▶ **Task details**
The data follows this line. Copy verbatim the line with "Outline every instance of the blurred post." and each line after it to the end.

++++++++++

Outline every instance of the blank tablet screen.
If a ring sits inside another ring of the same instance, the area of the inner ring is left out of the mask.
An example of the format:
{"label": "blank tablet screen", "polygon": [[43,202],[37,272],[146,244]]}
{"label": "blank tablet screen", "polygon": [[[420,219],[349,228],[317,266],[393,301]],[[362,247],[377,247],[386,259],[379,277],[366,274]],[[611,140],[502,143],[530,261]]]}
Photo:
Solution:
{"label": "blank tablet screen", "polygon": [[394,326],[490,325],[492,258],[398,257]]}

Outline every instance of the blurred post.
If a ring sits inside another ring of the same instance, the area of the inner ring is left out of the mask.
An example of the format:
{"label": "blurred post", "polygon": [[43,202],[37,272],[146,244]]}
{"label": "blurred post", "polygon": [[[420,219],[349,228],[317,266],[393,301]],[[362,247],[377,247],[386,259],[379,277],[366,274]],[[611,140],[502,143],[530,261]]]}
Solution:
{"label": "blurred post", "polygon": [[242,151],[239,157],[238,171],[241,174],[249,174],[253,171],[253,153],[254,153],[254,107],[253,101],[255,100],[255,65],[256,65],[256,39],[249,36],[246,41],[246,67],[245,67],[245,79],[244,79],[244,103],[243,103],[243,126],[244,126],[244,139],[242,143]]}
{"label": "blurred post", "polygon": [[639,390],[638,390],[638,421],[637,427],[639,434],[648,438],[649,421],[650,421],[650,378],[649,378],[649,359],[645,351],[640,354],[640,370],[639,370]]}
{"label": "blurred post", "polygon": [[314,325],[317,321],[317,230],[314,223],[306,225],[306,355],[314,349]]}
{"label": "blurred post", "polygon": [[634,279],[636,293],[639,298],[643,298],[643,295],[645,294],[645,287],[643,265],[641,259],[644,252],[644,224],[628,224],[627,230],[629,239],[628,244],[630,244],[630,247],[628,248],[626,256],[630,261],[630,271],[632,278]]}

++++++++++

▶ **Written reply**
Outline every instance of the blurred post.
If a ring sits inside another ring of the same instance, the area of the inner ring is left out of the mask.
An example of the format:
{"label": "blurred post", "polygon": [[43,202],[37,272],[146,244]]}
{"label": "blurred post", "polygon": [[[420,219],[349,228],[317,266],[393,301]],[[362,247],[377,247],[386,259],[379,277],[366,274]],[[611,140],[502,143],[530,261]]]}
Solution:
{"label": "blurred post", "polygon": [[242,151],[239,157],[238,171],[241,174],[249,174],[253,171],[253,153],[254,153],[254,107],[253,101],[255,100],[255,65],[256,65],[256,39],[249,36],[246,41],[246,67],[245,67],[245,79],[244,79],[244,103],[243,103],[243,126],[244,126],[244,139],[242,143]]}
{"label": "blurred post", "polygon": [[639,390],[638,390],[638,421],[637,427],[639,434],[648,438],[649,421],[650,421],[650,378],[649,378],[649,359],[645,351],[640,354],[640,370],[639,370]]}
{"label": "blurred post", "polygon": [[314,325],[317,321],[317,230],[314,223],[306,225],[306,355],[314,349]]}
{"label": "blurred post", "polygon": [[634,279],[636,293],[639,298],[643,298],[643,295],[645,294],[645,287],[643,265],[641,259],[644,252],[644,224],[628,224],[627,230],[629,239],[628,244],[630,244],[630,247],[628,248],[626,256],[630,261],[630,271],[632,278]]}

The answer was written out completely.